Text section:
╔══
Wednesday, April 14, 2010

5 Twitter Uses for School Leaders

Guest Blog from Dr. Bryan Setser, CEO for North Carolina Virtual Public School

In my blog this week, I take the recent 5 Habits of Successful Executives on Twitter in the article by Bruce Philps at and apply the examples to the type of viral leadership superintendents and principals can use in school districts.

1. You are the conscience of your school system or school

For many community members, an ideal superintendent and/or principal is someone who uses their power to make sure teachers and educators do what they are supposed to in order to help children be successful. As a school leader on Twitter, that should be your platform with a twist. What many people also sense in an effective school executive on Twitter is not the echo of what we "have to do", but the principles by which they lead the school or district and their passion for the job. Skip the marketing, connect your school community to your core beliefs about teaching and learning. Sample superintendent tweet: So proud of our focus on technology. More kids have access to learning over the net than in our history.

2. Don’t sell the district or school, share it.

Twitter isn’t advertising, it’s a conversation. Great school leader tweeters don’t try to sell to their followers, they try to engage them in a personal way. They share things about their school or district’s culture, their leadership values, the great people around them. They help followers with problems. They make student success personal, and sometimes even funny. Each tweet should be a window into the life of the school or district behind the marketing, which will make the community support stronger as a result. Sample tweet: Finance officer Jim Timmons and I discussing the budget. Boy do I need some input from the Rotary Club leaders todayJ

3. Be a real human being. Gates and Dagget first told you about this with relationships, now practice it in a viral way.
╚══
Tasks:
1. Rewrite the paragraph of the school leaders blog post that begins "Twitter isn’t advertising" as a bulleted list, keeping its main facts.
2. Please write the next part of the school leaders blog post, picking up right after the heading for point 3.
None of the material after this text is needed.

[Saved entries]
╔══
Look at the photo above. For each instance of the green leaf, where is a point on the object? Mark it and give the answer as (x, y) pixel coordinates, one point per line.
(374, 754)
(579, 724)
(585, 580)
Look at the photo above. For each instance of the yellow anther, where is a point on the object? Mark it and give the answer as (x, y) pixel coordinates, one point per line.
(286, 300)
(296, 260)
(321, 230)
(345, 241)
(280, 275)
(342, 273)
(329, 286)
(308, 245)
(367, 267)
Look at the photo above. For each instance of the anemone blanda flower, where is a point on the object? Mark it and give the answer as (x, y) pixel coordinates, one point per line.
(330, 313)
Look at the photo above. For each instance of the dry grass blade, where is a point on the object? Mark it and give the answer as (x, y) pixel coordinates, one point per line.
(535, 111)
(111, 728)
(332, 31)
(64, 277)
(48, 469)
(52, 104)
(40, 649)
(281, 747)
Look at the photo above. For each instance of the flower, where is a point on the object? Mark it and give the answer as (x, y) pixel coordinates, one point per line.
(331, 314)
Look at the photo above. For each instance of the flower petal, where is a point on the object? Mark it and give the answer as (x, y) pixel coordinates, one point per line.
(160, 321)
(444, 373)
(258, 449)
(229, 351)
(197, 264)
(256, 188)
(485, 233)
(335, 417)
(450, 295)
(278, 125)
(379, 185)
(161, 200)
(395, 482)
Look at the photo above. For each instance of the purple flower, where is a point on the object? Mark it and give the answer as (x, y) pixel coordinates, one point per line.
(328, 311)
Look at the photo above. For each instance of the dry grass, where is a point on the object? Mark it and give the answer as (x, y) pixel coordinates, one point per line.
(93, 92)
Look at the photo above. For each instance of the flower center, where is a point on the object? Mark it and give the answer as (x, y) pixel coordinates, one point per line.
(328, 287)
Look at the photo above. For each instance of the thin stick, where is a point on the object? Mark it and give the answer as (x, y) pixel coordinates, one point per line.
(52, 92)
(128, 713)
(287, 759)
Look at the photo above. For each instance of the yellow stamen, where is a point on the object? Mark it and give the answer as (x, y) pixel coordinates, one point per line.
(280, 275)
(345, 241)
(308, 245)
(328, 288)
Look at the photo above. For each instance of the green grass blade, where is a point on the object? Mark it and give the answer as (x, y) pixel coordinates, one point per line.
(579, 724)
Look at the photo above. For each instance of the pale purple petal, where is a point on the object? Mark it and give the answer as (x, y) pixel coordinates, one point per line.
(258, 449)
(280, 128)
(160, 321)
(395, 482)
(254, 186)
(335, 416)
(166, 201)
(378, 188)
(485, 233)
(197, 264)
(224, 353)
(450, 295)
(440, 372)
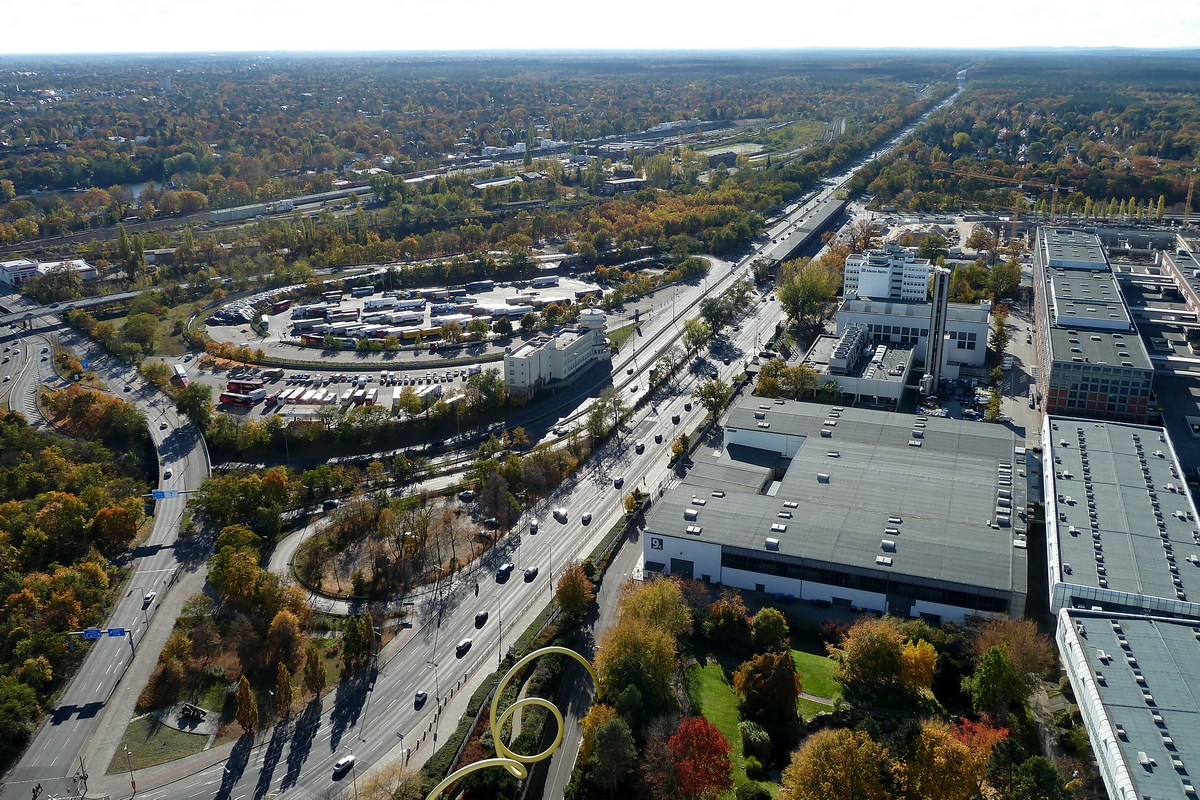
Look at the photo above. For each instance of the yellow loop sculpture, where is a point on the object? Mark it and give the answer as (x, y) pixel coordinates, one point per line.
(515, 763)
╚══
Answer set:
1.
- Twitter is a conversation, not advertising.
- Great school leader tweeters engage followers personally instead of selling to them.
- They share their school or district's culture, their leadership values, and the great people around them.
- They help followers with problems.
- They make student success personal and sometimes funny.
- Each tweet should be a window into the life of the school or district behind the marketing, which strengthens community support.
- Sample tweet: the leader and finance officer Jim Timmons discussing the budget, with a wish for input from Rotary Club leaders.

2.
On Twitter, what you talk about is who you are. Every Twitter user’s update history paints a true portrait of their character and what matters to them. So, the best school leader tweeters are real people and sound like real people — always. They know the responsibility to keep their brand honest is a duty they owe their customers, but they also know that baseball practice, Saturday errands and that great burger they had at their favorite local eatery last night are the things that make them human. In moderation, share some of those things, too. People will be able to relate to you on a personal level and as a result, they will like and trust you more. Sample tweet: My son thinks I’m old because I write him long text messages instead of in his code.

4. They write well

Nobody will say so out loud, but believe me: Bad grammar and punctuation, or hasty abbreviations to get the character count down to 140, are just a little too humanizing. Great leaders are characteristically great communicators, and it’s no different on Twitter. Sure, informality is fine, charming even, but confident prose is one way people recognize leadership in this forum. Nobody wants to do business with a sixteen-year-old CEO, and the best school leader tweeters don’t write like one. Sample tweet: Back home from West High School choral concert. Loved the versatility of the ensembles and was moved by tonight’s soloist.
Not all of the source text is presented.